If you subscribe to my newsletter, you will be offered opportunities
in the near future to purchase featured prints from my trip
at highly discounted rates.
Oahu - December 21-23
Rather than visiting with a bunch of sailors, this time
I went with my girlfriend, Michelle. Thank goodness we are
staying on the Big Island for the vast majority of thetrip.
There are simply way too many people in Honolulu. There
is a reason I moved to Anchorage instead of Seattle, which
I had seriously considered; I do not care to live in a large
population center. The goals of this short stay on Oahu
were to visit the Arizona Memorial, so some shopping and
visit the North Shore. Yes, do some shopping. It's what
Alaskans do when they leave Alaska. Also, as a general rule,
I try to avoid eating at any chain restaurants I can find
in Anchorage.
In the end, we were successful on two out of three goals.
We missed the North Shore because it was pretty stormy on
that side of the island; not great for surfing or photography.
Along the way, however, I found some interesting scenes
worth capturing. I also managed to get to the U.S.S. Bowfin,
known as the "Pearl Harbor Avenger" because she
was launched one year to the day after the attack on Pearl
Harbor. I also visited the U.S.S. Missouri (BB-63), also
known as "Mighty Mo." It had been over 17 years
since I last stood on the Missouri, during the filming of
the Cher video "If I Could Turn Back Time." My
ship, the David R. Ray, was berthed alongside the Missouri
and I had a buddy stationed on the Mo who got me on board
for the video filming.

- **To do**
1/ From the Oahu trip account, reproduce the passage from "Oahu - December" up to and including "in Anchorage.".
2/ According to the Oahu trip account, why is the U.S.S. Bowfin known as the "Pearl Harbor Avenger"?

- **Dataset content**

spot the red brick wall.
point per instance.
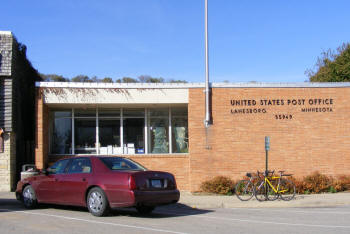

- **Task answers**
1/
Oahu - December 21-23
Rather than visiting with a bunch of sailors, this time
I went with my girlfriend, Michelle. Thank goodness we are
staying on the Big Island for the vast majority of thetrip.
There are simply way too many people in Honolulu. There
is a reason I moved to Anchorage instead of Seattle, which
I had seriously considered; I do not care to live in a large
population center. The goals of this short stay on Oahu
were to visit the Arizona Memorial, so some shopping and
visit the North Shore. Yes, do some shopping. It's what
Alaskans do when they leave Alaska. Also, as a general rule,
I try to avoid eating at any chain restaurants I can find
in Anchorage.

2/ She was launched one year to the day after the attack on Pearl Harbor.